##### DOCUMENT EXTRACT

It is also important to note that underlying profit before tax includes the impact from recovery of some long outstanding debts which had been fully provided for amounting to £0.7m, exchange gains previously recorded in the currency translation reserve of £0.8m and an IAS 19 pension credit of £1.2m. All of these items are one-off in nature, and will therefore not recur in 2012.

 

Taxation

 

The group's effective tax rate in 2011 was 29.5%, an increase from the 27.5% rate incurred in the previous year. This increase reflects a greater overall proportion of profits being generated in higher tax rate jurisdictions, and a bigger impact from non-deductible expenses.

 

Earnings per share (EPS)

 

Basic EPS before exceptional was 121.5p (2010: 125.4p). After the exceptional item the basic EPS was 134.1p (2010: 125.4p).

##########

▶ REQUIRED TASK A
In the rows, switch "stadium background" to "stadium backdrop" throughout the stretch from the line containing "the horse's ear" through the line containing "x=141, y=227", leaving everything else unchanged. Return only those lines.

##### MATERIAL TO PROCESS

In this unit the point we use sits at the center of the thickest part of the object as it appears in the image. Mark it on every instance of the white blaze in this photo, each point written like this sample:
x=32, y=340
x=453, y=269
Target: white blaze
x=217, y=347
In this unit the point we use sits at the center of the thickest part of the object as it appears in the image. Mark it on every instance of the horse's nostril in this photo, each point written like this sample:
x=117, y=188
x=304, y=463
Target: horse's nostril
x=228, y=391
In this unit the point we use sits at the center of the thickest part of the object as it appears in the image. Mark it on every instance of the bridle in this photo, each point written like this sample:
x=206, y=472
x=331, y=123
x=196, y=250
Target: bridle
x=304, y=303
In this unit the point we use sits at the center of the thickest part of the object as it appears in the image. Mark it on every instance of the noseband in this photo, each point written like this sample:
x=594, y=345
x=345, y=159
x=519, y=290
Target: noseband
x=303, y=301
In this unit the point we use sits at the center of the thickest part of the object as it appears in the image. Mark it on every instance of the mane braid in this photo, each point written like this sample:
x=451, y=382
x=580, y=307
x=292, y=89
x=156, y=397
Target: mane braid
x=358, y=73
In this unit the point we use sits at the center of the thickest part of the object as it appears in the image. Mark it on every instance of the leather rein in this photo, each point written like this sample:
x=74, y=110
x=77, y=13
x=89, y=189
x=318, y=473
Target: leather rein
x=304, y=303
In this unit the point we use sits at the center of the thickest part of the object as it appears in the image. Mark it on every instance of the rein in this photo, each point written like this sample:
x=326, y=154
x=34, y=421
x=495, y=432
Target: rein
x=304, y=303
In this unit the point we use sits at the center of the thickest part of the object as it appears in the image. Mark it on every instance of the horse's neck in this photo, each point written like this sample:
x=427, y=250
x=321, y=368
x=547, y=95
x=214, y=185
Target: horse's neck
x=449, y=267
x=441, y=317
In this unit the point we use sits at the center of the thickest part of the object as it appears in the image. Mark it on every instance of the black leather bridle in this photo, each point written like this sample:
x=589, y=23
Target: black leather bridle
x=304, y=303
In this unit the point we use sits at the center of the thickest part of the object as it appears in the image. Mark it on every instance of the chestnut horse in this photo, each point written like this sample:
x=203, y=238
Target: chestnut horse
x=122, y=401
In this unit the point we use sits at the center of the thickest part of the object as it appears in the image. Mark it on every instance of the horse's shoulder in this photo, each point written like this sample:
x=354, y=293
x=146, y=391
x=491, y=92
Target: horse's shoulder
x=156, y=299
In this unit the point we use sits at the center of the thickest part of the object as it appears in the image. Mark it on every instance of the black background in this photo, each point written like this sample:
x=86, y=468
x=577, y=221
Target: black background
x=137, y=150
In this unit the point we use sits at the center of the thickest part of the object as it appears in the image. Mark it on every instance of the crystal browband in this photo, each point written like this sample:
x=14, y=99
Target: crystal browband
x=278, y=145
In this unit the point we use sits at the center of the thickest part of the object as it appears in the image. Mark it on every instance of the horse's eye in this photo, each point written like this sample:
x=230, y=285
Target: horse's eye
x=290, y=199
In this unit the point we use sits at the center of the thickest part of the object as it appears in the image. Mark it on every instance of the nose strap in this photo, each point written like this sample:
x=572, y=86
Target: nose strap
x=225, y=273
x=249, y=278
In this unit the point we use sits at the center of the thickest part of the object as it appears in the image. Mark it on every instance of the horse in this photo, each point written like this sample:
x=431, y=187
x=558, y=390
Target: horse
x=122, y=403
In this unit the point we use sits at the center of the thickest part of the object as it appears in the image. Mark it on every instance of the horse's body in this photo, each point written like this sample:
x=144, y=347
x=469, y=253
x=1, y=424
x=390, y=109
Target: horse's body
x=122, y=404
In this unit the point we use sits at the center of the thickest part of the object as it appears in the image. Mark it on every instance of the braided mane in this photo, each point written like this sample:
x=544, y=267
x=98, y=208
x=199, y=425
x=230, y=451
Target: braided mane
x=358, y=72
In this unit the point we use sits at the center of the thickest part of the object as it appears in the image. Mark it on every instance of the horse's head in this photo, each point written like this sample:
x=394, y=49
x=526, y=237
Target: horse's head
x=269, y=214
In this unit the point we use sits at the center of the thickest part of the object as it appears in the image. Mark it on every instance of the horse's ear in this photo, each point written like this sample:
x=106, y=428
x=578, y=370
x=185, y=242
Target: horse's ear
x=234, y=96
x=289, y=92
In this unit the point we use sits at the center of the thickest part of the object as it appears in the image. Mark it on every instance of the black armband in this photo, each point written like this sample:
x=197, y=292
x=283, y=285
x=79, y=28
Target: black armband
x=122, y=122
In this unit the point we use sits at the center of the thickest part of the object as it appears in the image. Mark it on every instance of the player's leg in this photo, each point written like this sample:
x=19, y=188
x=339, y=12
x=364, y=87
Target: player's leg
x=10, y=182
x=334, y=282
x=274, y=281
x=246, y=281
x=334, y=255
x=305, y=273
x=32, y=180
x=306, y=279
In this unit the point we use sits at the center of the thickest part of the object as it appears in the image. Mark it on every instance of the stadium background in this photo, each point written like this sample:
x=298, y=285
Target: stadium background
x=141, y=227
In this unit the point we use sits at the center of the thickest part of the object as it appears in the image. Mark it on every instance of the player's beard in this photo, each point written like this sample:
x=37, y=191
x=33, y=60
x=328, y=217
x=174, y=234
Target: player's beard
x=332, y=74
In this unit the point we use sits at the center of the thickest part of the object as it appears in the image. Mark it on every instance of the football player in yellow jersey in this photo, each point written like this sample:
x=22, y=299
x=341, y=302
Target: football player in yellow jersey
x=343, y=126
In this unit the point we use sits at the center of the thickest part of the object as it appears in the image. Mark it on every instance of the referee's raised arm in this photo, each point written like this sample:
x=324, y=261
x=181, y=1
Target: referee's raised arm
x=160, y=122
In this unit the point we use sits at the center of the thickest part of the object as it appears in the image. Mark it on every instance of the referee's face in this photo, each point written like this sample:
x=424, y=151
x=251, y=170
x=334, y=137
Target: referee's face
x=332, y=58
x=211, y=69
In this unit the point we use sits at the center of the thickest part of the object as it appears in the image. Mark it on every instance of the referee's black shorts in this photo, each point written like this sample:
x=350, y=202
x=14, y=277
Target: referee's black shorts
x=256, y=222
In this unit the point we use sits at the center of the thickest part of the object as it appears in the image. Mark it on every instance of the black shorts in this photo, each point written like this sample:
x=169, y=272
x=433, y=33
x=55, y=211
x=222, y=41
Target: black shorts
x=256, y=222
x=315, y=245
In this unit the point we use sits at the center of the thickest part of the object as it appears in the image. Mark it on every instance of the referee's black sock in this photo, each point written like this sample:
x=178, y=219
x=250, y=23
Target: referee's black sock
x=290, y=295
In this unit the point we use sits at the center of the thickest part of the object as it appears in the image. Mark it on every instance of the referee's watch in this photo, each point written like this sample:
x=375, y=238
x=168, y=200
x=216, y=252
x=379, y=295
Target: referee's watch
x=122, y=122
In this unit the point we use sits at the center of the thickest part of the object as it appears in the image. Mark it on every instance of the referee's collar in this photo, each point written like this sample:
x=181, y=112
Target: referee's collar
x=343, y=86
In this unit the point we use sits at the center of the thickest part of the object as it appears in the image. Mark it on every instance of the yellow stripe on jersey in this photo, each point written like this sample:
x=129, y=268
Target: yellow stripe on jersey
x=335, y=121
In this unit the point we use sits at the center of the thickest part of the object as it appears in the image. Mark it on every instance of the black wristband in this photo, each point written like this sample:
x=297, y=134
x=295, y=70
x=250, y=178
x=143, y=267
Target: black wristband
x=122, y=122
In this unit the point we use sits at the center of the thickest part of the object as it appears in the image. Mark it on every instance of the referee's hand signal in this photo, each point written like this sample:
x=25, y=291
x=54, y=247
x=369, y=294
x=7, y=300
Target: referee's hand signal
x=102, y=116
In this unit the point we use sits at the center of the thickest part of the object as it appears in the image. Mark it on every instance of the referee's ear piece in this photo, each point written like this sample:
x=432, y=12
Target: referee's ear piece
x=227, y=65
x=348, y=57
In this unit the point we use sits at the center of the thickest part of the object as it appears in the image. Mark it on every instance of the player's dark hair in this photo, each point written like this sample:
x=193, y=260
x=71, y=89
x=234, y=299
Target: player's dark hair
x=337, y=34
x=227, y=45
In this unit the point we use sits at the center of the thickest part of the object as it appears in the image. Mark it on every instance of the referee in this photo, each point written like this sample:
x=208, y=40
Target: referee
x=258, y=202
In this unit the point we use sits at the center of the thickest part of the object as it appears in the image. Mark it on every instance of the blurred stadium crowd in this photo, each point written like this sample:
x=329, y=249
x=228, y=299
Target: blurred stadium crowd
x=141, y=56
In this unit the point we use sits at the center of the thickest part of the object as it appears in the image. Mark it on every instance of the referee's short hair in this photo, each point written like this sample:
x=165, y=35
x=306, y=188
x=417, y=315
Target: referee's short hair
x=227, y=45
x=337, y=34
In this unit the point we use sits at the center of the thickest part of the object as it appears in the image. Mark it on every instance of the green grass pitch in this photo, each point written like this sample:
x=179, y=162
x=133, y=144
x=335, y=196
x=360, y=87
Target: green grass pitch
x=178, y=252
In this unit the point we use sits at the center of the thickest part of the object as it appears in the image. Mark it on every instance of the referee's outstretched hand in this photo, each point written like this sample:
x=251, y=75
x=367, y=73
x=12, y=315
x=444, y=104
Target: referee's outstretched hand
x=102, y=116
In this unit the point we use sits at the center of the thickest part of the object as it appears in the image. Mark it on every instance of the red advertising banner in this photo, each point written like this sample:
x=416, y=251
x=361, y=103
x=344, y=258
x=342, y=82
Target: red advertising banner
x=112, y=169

##########

▶ REQUIRED TASK B
Answer these questions about the financial results extract:
(i) What was the group's effective tax rate in 2011?
(ii) What was the basic EPS after the exceptional item?
(iii) How large was the IAS 19 pension credit?

▶ WRITTEN SOLUTION A
In this unit the point we use sits at the center of the thickest part of the object as it appears in the image. Mark it on every instance of the horse's ear in this photo, each point written like this sample:
x=106, y=428
x=578, y=370
x=185, y=242
Target: horse's ear
x=234, y=96
x=289, y=92
In this unit the point we use sits at the center of the thickest part of the object as it appears in the image. Mark it on every instance of the black armband in this photo, each point written like this sample:
x=197, y=292
x=283, y=285
x=79, y=28
Target: black armband
x=122, y=122
In this unit the point we use sits at the center of the thickest part of the object as it appears in the image. Mark it on every instance of the player's leg in this photo, each point written like this sample:
x=19, y=188
x=339, y=12
x=364, y=87
Target: player's leg
x=10, y=182
x=334, y=282
x=274, y=281
x=246, y=281
x=334, y=255
x=305, y=273
x=32, y=180
x=306, y=279
In this unit the point we use sits at the center of the thickest part of the object as it appears in the image. Mark it on every instance of the stadium backdrop in this photo, each point written like this sample:
x=298, y=285
Target: stadium backdrop
x=141, y=227

▶ WRITTEN SOLUTION B
(i) 29.5%
(ii) 134.1p
(iii) £1.2m